> _Données de l'exercice_:
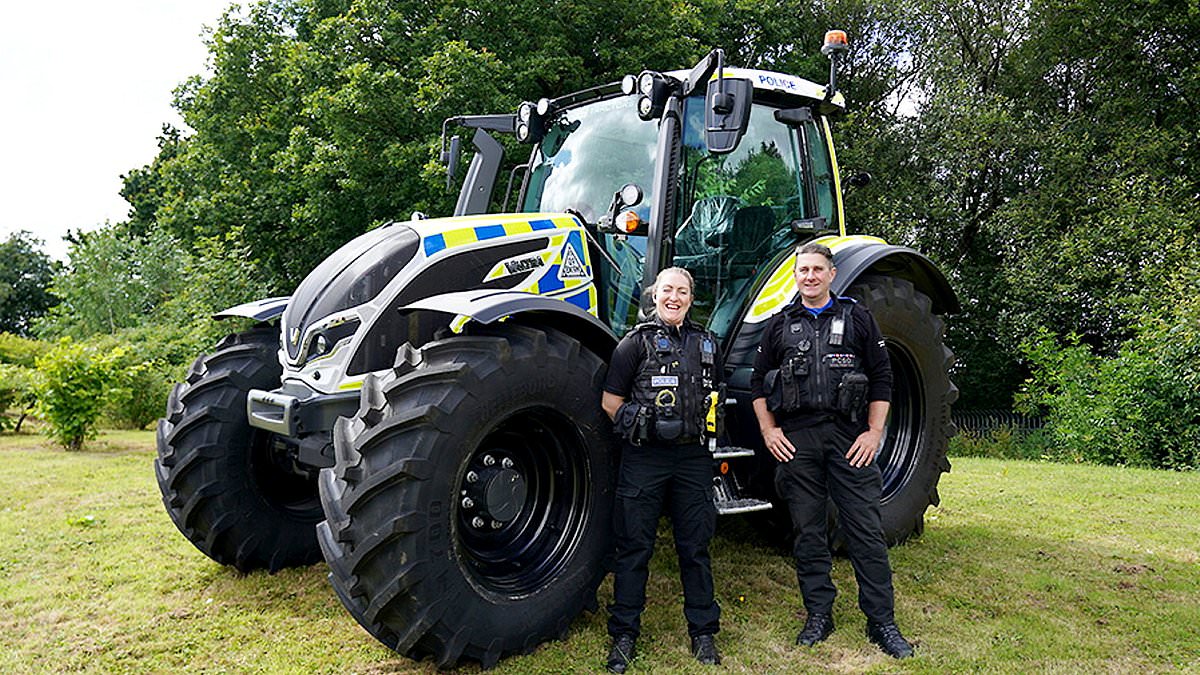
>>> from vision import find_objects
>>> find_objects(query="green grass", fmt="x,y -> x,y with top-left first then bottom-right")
0,432 -> 1200,673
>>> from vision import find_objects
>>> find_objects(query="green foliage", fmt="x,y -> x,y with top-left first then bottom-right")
0,333 -> 50,368
37,225 -> 187,339
103,360 -> 175,429
37,338 -> 126,450
1021,268 -> 1200,468
0,232 -> 60,335
0,363 -> 37,431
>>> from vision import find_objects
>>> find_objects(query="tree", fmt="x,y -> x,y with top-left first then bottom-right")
0,231 -> 61,335
37,223 -> 188,338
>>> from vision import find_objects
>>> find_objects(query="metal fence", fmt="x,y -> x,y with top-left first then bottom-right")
950,410 -> 1045,437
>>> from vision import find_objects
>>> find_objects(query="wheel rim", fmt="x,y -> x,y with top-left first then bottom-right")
878,340 -> 925,503
456,408 -> 592,596
248,429 -> 324,521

> _Votre tâche_:
Recopiez toutes les lignes du listing ci-dessus, y compris celles qui commencent par >>>, en décalant de 30 chaque nombre des coordonnées de boîtes obtenues. Omettez les images dans votre réponse.

> _Solution du problème_:
>>> from vision import find_objects
>>> find_objects(query="green grass", fmt="x,y -> x,y with top-left first then bottom-right")
30,462 -> 1230,703
>>> from vision import find_objects
>>> find_objects(query="green foliage", fmt="x,y -> x,y with top-left first then bottom-right")
30,363 -> 80,398
67,255 -> 217,369
133,390 -> 205,459
67,368 -> 156,480
1051,298 -> 1230,498
30,262 -> 90,365
30,393 -> 67,461
>>> from vision import find_objects
>>> find_objects(query="tree", fmt="x,y -> x,y with top-left first then bottom-right")
30,261 -> 91,365
67,253 -> 218,368
>>> from vision import find_objects
>>> find_objects(query="metal fence", fmt="x,y -> x,y with top-left first then bottom-right")
980,440 -> 1075,467
>>> from vision import find_objects
>>> find_objects(query="wheel rim", fmt="x,y -> x,y with top-left first then bottom-right")
908,370 -> 955,533
486,438 -> 622,626
278,459 -> 354,551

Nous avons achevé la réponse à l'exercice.